TASK INPUTS START
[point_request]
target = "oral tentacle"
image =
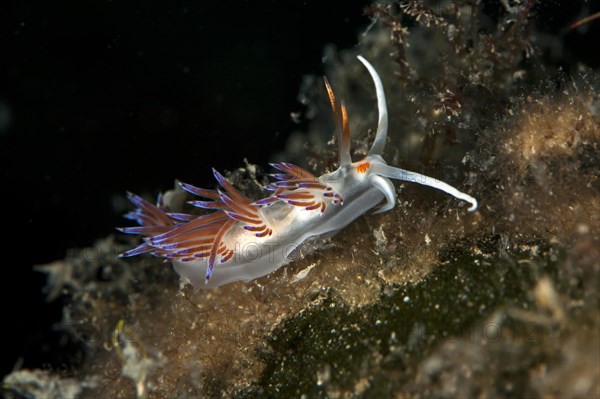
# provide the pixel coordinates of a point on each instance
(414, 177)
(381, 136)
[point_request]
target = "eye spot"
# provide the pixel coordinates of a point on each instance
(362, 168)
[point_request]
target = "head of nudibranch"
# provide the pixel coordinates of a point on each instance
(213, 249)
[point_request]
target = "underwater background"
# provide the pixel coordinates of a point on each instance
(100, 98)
TASK INPUTS END
TASK INPUTS START
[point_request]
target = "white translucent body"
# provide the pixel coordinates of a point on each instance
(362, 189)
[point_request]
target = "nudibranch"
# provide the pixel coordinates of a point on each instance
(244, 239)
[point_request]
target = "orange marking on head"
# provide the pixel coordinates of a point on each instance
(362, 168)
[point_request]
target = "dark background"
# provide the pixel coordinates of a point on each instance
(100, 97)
TASK INPUTS END
- **INSTRUCTIONS TO FOLLOW**:
Whenever the word "background" shows up in a line of the entries above, copy that line.

- **OUTPUT BELOW**:
target = "underwater background"
target = "dark background"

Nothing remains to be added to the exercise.